(Labeling and segmentation lines)

____

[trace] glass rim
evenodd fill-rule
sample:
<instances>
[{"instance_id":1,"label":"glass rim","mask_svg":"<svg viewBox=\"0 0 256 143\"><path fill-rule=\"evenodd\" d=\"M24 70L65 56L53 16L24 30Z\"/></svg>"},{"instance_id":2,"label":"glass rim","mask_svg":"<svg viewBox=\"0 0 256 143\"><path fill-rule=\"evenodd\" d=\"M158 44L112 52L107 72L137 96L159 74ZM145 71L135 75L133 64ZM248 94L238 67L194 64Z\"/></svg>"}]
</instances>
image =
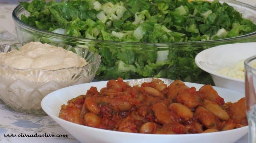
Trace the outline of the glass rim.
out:
<instances>
[{"instance_id":1,"label":"glass rim","mask_svg":"<svg viewBox=\"0 0 256 143\"><path fill-rule=\"evenodd\" d=\"M256 60L256 55L251 56L247 58L244 60L244 68L245 69L252 70L256 71L256 68L254 68L250 66L250 63L252 61Z\"/></svg>"},{"instance_id":2,"label":"glass rim","mask_svg":"<svg viewBox=\"0 0 256 143\"><path fill-rule=\"evenodd\" d=\"M0 45L0 46L10 46L10 47L12 46L14 46L15 45L17 45L18 44L21 44L22 46L24 45L24 44L26 44L30 42L21 42L21 43L16 43L13 44L12 44L11 45L8 45L8 44L4 44L4 45ZM41 70L43 71L45 71L45 72L57 72L58 71L61 71L62 70L67 70L67 69L80 69L82 68L84 68L87 67L89 67L91 65L96 65L97 64L98 65L100 65L100 63L101 61L101 56L100 55L98 54L97 53L95 53L92 51L90 50L88 48L82 48L82 47L79 47L77 46L73 46L70 45L66 44L63 44L62 43L58 43L58 42L55 42L53 43L47 43L49 45L52 45L55 46L57 46L56 45L58 44L62 44L63 45L70 46L72 47L72 48L81 48L83 49L84 49L86 51L90 52L91 54L92 54L95 56L97 58L97 59L95 61L92 61L91 62L89 62L86 61L86 62L88 63L86 65L81 67L69 67L69 68L60 68L59 69L56 69L54 70L51 70L49 69L43 69L42 68L23 68L23 69L19 69L18 68L13 68L12 67L10 67L7 66L5 66L4 65L2 65L1 64L0 64L0 67L1 68L10 68L13 70L19 71L25 71L25 70ZM63 48L62 47L61 47ZM74 52L73 52L74 53ZM75 53L76 54L76 53ZM93 56L92 55L91 56ZM83 58L83 57L82 57ZM83 59L84 58L83 58Z\"/></svg>"},{"instance_id":3,"label":"glass rim","mask_svg":"<svg viewBox=\"0 0 256 143\"><path fill-rule=\"evenodd\" d=\"M26 2L29 2L32 1L32 0L28 0L26 1ZM247 8L251 10L256 11L256 7L249 4L244 3L241 2L239 2L237 1L232 1L230 0L224 0L224 1L228 1L229 3L233 4L236 5L239 5L244 6L244 8ZM88 38L84 38L80 37L77 37L75 36L72 36L69 35L62 34L58 33L54 33L48 31L46 30L43 30L38 28L36 27L34 27L30 26L26 24L24 22L21 21L21 20L19 18L18 16L18 13L20 11L20 9L25 9L23 8L21 4L20 4L17 6L16 6L12 11L12 18L15 22L18 23L20 25L22 26L25 26L26 28L29 29L30 30L35 31L36 32L40 32L43 34L49 35L50 34L52 36L57 36L60 38L65 37L65 38L68 38L68 39L73 39L75 38L77 39L80 39L81 40L89 41L93 42L105 42L106 43L112 43L112 44L139 44L140 45L153 45L155 46L170 46L170 45L179 45L181 44L211 44L212 42L221 42L223 41L229 41L229 40L235 40L236 39L239 39L240 38L242 38L244 37L249 37L251 36L253 36L256 34L256 31L252 32L251 33L249 33L246 34L240 35L238 36L236 36L233 37L231 37L229 38L225 38L223 39L220 39L217 40L206 40L204 41L190 41L190 42L166 42L166 43L149 43L149 42L124 42L124 41L111 41L111 40L99 40L98 39L90 39Z\"/></svg>"}]
</instances>

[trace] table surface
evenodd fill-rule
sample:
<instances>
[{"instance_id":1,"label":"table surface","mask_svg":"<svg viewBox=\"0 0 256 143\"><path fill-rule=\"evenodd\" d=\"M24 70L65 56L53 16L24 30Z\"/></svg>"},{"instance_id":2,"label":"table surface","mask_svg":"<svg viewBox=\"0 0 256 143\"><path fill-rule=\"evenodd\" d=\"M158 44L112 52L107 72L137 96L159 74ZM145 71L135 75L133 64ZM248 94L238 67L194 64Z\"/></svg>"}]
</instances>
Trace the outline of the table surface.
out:
<instances>
[{"instance_id":1,"label":"table surface","mask_svg":"<svg viewBox=\"0 0 256 143\"><path fill-rule=\"evenodd\" d=\"M255 0L240 0L256 5ZM24 1L21 0L21 1ZM17 0L0 0L0 44L10 44L17 40L12 13L18 5ZM48 116L36 116L15 112L0 101L0 142L44 142L77 143L79 142ZM66 138L4 137L4 134L67 134ZM248 142L247 135L236 143Z\"/></svg>"}]
</instances>

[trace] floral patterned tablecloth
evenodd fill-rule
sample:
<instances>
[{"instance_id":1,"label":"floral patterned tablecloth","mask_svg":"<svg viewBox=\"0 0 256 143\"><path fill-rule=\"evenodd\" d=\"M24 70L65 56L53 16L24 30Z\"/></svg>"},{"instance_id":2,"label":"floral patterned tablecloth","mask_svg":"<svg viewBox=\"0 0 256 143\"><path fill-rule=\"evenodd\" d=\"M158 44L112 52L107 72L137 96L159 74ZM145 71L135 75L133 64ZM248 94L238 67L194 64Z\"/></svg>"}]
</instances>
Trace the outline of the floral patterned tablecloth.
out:
<instances>
[{"instance_id":1,"label":"floral patterned tablecloth","mask_svg":"<svg viewBox=\"0 0 256 143\"><path fill-rule=\"evenodd\" d=\"M255 0L252 0L251 2L252 4L252 4L256 5ZM0 44L10 44L18 42L12 17L12 11L18 4L17 0L0 0ZM68 136L65 138L4 137L4 134L18 135L21 133L26 134L34 134L36 133L41 134L45 133L67 134ZM79 142L49 117L36 116L15 112L9 109L0 100L0 142ZM236 143L247 142L248 137L246 135Z\"/></svg>"},{"instance_id":2,"label":"floral patterned tablecloth","mask_svg":"<svg viewBox=\"0 0 256 143\"><path fill-rule=\"evenodd\" d=\"M68 137L6 137L5 135L67 135ZM0 142L78 143L71 135L48 116L16 112L0 101Z\"/></svg>"}]
</instances>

____

How many lines above contain the word "floral"? Reply with the number only.

■ OUTPUT OF THE EXERCISE
4